── TEXTO PARA ANALIZAR ──
Respecto a la hoja, en el dibujo de la derecha podemos ver las partes de que constaba. Su elaboración en los talleres españoles implicaba una dificultad extraordinaria, ya que las pruebas a las que eran sometidas las hojas una vez acabadas no permitían fallos de ningún tipo, y el proceso desde que se iniciaba la forja hasta que se le estampaba la marca del maestro espadero era de tal complejidad que, como comentaba al principio, todos los armeros europeos habrían dado cualquier cosa por ser partícipes de sus secretos. Básicamente, la forja comenzaba colocando dos tejas o láminas de acero rodeando un núcleo de hierro y martilleando desde el centro hacia los bordes, labor denominada dar la puntada. Pero, al parecer, bastaba un martilleado defectuoso tanto en la fuerza empleada como en la insistencia sobre un determinado punto para arruinar el trabajo apenas comenzado. Pero lo verdaderamente complejo era el tratamiento dado a continuación, a base de templados en función de la tonalidad de la pieza al rojo, tiempos de inmersión, revenido y enfriamiento, tratamientos estos que cada espadero guardaba en el mayor de los secretos y transmitiéndolo de forma oral de padres a hijos. Una vez concluida la hoja, se la sometía a las siguiente pruebas:

Para comprobar la resistencia a la flexión se llevaba a cabo la prueba de la muletilla, en la que la hoja debía curvarse adaptándose a la curva de una muletilla de cuero, de forma que quedaran dos ramales paralelos. Para que nos entendemos, había que doblar la hoja hasta formar una U tirando de dicha muletilla. Para comprobar la torsión, se clavaba la punta en una plancha de plomo y se giraba 180º sobre sí misma. Finalmente, se realizaba la prueba de la S, en la que media hoja debía describir un semicírculo y la otra mitad otro, pero en sentido contrario hasta conseguir darle forma de S. Si pasaba estas tres pruebas, que ni remotamente eran capaces de pasar así como así las hojas fabricadas en otros países, se golpeaba de filo sobre un yelmo, no pudiendo mostrar una vez concluidas las pruebas síntomas de fatiga, grietas o melladuras.
───
-- OBJETIVO DEL EJERCICIO --
Por favor, devuelve sin ningún cambio el tramo del texto sobre las hojas de espada españolas que va desde "Para comprobar la resistencia" hasta "grietas o melladuras.". Los ítems no desempeñan ningún papel en este ejercicio.
── FRAGMENTOS DE DATOS ──
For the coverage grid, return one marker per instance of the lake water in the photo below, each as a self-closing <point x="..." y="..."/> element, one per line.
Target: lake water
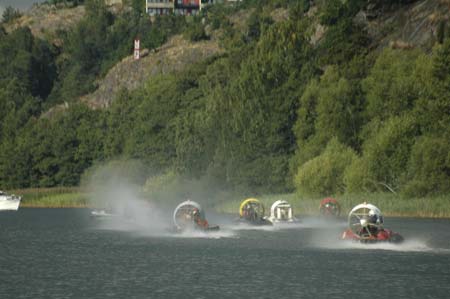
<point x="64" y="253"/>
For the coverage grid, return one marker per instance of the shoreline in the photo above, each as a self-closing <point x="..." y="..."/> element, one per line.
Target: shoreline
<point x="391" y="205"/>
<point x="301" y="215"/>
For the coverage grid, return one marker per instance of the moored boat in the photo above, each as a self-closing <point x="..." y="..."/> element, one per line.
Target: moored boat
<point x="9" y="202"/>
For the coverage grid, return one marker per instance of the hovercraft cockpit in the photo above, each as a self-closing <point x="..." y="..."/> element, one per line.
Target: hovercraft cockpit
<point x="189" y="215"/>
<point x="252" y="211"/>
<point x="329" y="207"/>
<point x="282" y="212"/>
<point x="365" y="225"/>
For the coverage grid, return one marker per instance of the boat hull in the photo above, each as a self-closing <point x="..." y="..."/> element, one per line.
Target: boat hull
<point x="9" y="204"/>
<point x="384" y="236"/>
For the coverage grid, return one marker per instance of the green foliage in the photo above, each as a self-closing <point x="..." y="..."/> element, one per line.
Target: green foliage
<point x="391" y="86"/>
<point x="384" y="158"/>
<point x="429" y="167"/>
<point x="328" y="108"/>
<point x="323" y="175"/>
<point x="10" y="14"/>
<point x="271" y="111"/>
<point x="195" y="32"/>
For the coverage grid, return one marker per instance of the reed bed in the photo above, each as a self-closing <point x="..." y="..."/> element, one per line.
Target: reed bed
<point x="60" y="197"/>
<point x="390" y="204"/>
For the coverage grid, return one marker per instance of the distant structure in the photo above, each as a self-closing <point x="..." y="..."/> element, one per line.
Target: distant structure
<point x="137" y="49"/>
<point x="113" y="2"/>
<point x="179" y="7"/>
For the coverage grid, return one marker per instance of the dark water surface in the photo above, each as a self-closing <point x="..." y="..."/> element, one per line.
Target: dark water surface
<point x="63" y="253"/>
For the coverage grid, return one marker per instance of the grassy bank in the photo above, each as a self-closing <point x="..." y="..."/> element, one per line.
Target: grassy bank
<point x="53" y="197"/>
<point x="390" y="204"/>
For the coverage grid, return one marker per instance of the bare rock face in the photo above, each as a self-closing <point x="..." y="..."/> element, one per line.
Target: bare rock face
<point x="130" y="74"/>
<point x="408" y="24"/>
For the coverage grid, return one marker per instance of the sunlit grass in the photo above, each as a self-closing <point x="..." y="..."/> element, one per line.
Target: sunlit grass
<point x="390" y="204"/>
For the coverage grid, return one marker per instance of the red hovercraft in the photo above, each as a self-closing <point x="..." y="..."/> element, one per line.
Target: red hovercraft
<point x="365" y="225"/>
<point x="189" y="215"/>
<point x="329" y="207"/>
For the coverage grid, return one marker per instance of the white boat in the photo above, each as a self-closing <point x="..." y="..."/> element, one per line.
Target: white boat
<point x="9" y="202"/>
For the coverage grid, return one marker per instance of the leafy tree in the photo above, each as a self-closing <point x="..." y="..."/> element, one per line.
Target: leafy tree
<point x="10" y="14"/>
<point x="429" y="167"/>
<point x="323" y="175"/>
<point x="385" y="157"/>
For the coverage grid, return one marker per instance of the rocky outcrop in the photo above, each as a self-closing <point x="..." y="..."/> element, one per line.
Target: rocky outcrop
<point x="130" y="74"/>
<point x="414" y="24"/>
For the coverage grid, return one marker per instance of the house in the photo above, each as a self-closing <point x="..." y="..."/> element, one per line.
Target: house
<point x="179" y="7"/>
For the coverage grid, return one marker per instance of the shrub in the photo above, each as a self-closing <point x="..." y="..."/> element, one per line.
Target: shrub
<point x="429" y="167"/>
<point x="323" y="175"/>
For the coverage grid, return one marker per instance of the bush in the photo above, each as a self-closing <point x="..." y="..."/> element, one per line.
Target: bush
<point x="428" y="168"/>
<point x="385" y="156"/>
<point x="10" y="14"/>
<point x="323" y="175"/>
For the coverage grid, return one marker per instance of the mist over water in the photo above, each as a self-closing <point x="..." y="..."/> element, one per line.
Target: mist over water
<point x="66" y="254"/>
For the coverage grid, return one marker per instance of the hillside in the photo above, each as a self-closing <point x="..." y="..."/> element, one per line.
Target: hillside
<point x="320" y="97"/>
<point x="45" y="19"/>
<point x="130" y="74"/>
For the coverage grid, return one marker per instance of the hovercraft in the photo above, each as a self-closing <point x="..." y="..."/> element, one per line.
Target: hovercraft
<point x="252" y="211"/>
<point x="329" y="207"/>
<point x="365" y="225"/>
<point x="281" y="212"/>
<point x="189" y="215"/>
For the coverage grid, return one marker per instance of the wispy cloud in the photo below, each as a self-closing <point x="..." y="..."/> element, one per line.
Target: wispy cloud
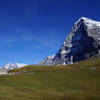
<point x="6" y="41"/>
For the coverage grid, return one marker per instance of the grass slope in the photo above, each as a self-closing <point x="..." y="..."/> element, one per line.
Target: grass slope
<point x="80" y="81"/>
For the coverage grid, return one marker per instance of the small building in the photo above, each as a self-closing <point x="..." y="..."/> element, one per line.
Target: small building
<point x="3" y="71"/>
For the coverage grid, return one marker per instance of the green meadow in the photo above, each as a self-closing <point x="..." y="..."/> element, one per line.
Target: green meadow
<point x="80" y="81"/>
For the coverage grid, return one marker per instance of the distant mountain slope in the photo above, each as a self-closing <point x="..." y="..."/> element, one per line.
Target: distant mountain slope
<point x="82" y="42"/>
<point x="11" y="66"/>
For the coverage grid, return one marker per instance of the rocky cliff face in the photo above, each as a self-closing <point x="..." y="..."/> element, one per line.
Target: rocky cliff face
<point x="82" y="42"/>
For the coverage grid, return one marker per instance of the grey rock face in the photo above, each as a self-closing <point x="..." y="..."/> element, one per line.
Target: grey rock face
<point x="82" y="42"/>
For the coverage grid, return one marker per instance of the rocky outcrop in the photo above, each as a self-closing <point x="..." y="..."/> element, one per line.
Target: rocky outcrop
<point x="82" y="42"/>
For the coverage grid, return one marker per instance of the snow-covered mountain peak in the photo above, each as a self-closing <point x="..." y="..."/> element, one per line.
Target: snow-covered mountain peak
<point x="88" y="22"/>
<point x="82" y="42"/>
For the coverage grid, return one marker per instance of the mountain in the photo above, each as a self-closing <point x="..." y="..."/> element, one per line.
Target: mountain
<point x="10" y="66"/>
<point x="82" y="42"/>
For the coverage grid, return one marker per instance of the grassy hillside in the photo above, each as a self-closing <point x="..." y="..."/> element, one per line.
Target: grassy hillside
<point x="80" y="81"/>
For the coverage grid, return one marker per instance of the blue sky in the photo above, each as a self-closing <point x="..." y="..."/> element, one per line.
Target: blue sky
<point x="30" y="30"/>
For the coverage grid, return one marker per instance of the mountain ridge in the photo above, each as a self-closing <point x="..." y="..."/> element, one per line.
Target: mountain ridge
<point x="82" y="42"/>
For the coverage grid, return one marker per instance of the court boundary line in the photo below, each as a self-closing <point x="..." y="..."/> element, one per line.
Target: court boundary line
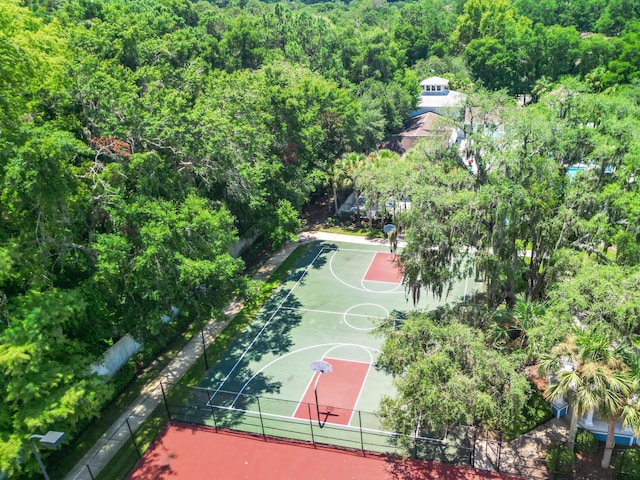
───
-- RESULTADO DE LA TAREA --
Para comprobar la resistencia a la flexión se llevaba a cabo la prueba de la muletilla, en la que la hoja debía curvarse adaptándose a la curva de una muletilla de cuero, de forma que quedaran dos ramales paralelos. Para que nos entendemos, había que doblar la hoja hasta formar una U tirando de dicha muletilla. Para comprobar la torsión, se clavaba la punta en una plancha de plomo y se giraba 180º sobre sí misma. Finalmente, se realizaba la prueba de la S, en la que media hoja debía describir un semicírculo y la otra mitad otro, pero en sentido contrario hasta conseguir darle forma de S. Si pasaba estas tres pruebas, que ni remotamente eran capaces de pasar así como así las hojas fabricadas en otros países, se golpeaba de filo sobre un yelmo, no pudiendo mostrar una vez concluidas las pruebas síntomas de fatiga, grietas o melladuras.